> [To do]
1. In the paper on neural network language models for Polish speech recognition below, list every language model named in the introduction paragraph that begins "In order to perform the task of the Polish language modeling."
2. Translate this sentence from the paper on neural network language models below into Spanish: "Language modeling for the Large Vocabulary Continuous Speech Recognition improves the quality of the recognition task."
3. Write the next part of the paper on neural network language models for Polish speech recognition below, starting after its last sentence.

Elsevier

Neurocomputing

Volume 133, 10 June 2014, Pages 46-53
Neurocomputing

Architectures of neural networks applied for LVCSR language modeling

https://doi.org/10.1016/j.neucom.2013.11.033Get rights and content

Abstract

The n-gram model and its derivatives are both widely applied solutions for Large Vocabulary Continuous Speech Recognition (LVCSR) systems. However, Slavonic languages require a language model that considers word order less strictly than English, i.e. the language that is the subject of most linguistic research. Such a language model is a necessary module in LVCSR systems, because it increases the probability of finding the right word sequences. The aim of the presented work is to create a language module for the Polish language with the application of neural networks. Here, the capabilities of Kohonen's Self-Organized Maps will be explored to find the associations between words in spoken utterances. To fulfill such a task, the application of neural networks to evaluate sequences of words will be presented. Then, the next step of language model development, the network architectures, will be discussed. The network proposed for the construction of the considered model is inspired by the Cocke–Young–Kasami parsing algorithm.

Introduction

Language modeling for the Large Vocabulary Continuous Speech Recognition improves the quality of the recognition task. The input of the Language Model Module is the list of hypotheses – the word sequences, which best match the spoken utterances. The aim of this module is the evaluation of every sequence according to language correctness and the possibility that it can be a real utterance. That means that in daily speech we simplify our utterances and, as a result, not all of them are valid sentences.

In order to perform the task of the Polish language modeling we can consider the usefulness of several known language models. The popular n-gram model [1], [2] assumes the importance of word order. However, many n-tuples of words occur few times in the training corpus or do not occur at all, which causes incorrect modeling of the conditional probabilities. Such a problem of data sparseness is partially solved by the class-based n-gram model [1], [2] or n-gram backoff models [3], but word order is also important for such improvements. The weighted Finite State Transducer [4] has a similar property. However, Slavonic languages, in which the word order is not strict, create different possibilities. Finite-State Grammar achieves good results [5], [6] only for utterances based on simple grammar and only in case such simple grammar can be prepared manually.

> [Data block]
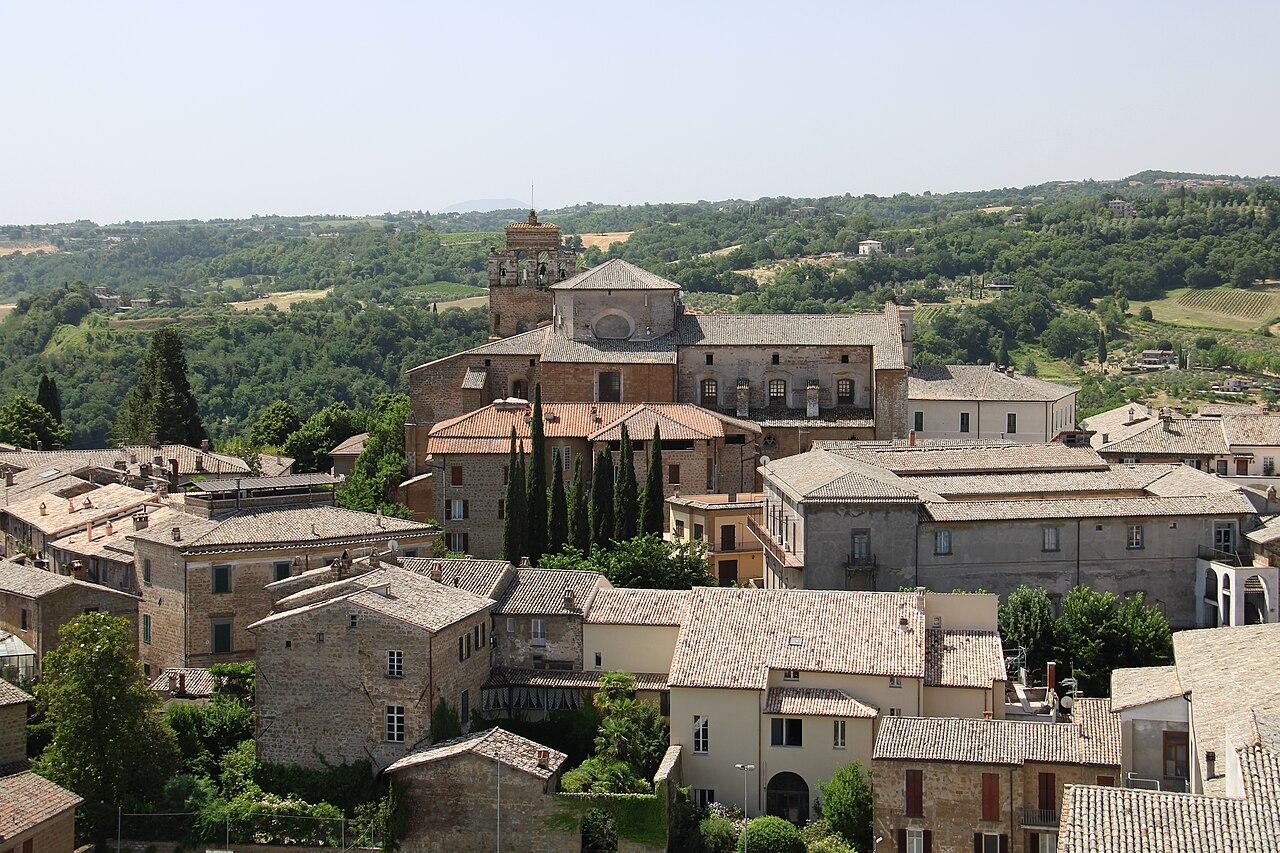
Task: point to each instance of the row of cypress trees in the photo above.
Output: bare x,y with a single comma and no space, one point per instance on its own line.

> [Answers to the problems]
1.
- n-gram model
- class-based n-gram model
- n-gram backoff models
- weighted Finite State Transducer
- Finite-State Grammar

2. El modelado del lenguaje para el Reconocimiento Continuo del Habla de Vocabulario Extenso mejora la calidad de la tarea de reconocimiento.

3.
The solution could be the Head-Driven Phrase Structure Grammar (HPSG) [7], [8], which is a constraint-based formalism. It consists of two parts: a small amount of general rules (constraints) and a large amount of lexical entries, which describe word-specific dependencies. However the HPSG is a very strict formalism, and so, in order to create enough complex grammar one needs a large amount of work for the derivation of lexical entries. So as to avoid this problem, one can be interested in other approaches. Author proposed a simple shallow grammar based on HPSG rules in [9]. Typical applications of shallow grammars do not consider speech recognition [10]. In that work the partial parsing of sentences was allowed to make application of grammar rules possible. In this paper neural networks for the learning of grammar rules are proposed. The author of the present paper is considering in particular its application to solve both the presented problems: data sparseness and lack of enough free word order modeling.

The present paper is organized in the following way: to understand the requirements needed to model a language the application of a language model in LVCSR systems is presented. Then, the Self-Organized Maps are described and the application of such networks in the language model is discussed. Considering their architectures, it is illustrated that the model can learn by examples of connections between words. Lastly, the obtained results are discussed.

Section snippets

The role of language model in speech recognition systems

Fig. 1 presents the architecture of a typical Large Vocabulary Continuous Speech Recognition (LVCSR) system. Examples could be systems like: HTK [11] or the ESAT Speech Recognition System [12], [13]. LVCSR systems for the Polish language are presented in [6], [14], and details about domain-specific LVCSR for the Polish language can be found in [15].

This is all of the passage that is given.